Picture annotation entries
-- start --

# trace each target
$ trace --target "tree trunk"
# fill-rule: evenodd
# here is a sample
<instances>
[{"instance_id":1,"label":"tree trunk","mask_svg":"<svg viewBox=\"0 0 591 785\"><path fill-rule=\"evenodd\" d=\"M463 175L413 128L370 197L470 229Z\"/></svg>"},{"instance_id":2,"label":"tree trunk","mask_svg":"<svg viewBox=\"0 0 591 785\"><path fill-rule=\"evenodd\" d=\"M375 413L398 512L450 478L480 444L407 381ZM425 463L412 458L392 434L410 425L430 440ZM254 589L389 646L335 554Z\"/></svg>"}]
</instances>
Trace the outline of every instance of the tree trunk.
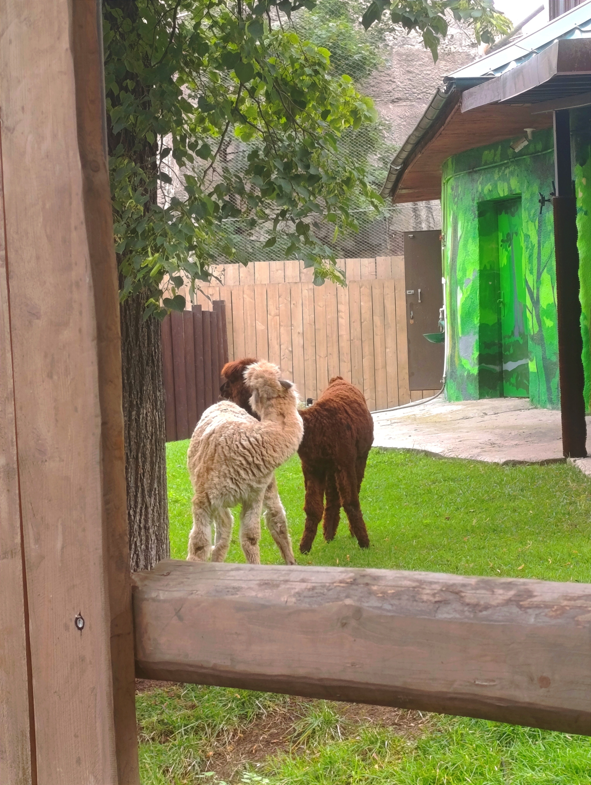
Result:
<instances>
[{"instance_id":1,"label":"tree trunk","mask_svg":"<svg viewBox=\"0 0 591 785\"><path fill-rule=\"evenodd\" d=\"M131 569L170 554L160 323L143 319L145 293L121 306L127 520Z\"/></svg>"}]
</instances>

-- end --

### [GIVEN REQUEST]
Please copy every line of the items above word for word, leaving out the pictures.

### [FULL SOLUTION]
# trace each target
$ trace --target "tree trunk"
# fill-rule: evenodd
# here is a sample
<instances>
[{"instance_id":1,"label":"tree trunk","mask_svg":"<svg viewBox=\"0 0 591 785\"><path fill-rule=\"evenodd\" d=\"M463 175L413 128L370 197L470 229Z\"/></svg>"},{"instance_id":2,"label":"tree trunk","mask_svg":"<svg viewBox=\"0 0 591 785\"><path fill-rule=\"evenodd\" d=\"M375 413L398 512L450 478L480 444L407 381ZM425 463L412 458L392 434L410 425L430 440ZM254 589L389 646L335 554Z\"/></svg>"}]
</instances>
Trace the outline of every instance of the tree trunk.
Result:
<instances>
[{"instance_id":1,"label":"tree trunk","mask_svg":"<svg viewBox=\"0 0 591 785\"><path fill-rule=\"evenodd\" d=\"M131 569L170 554L160 323L143 319L145 293L121 306L127 520Z\"/></svg>"}]
</instances>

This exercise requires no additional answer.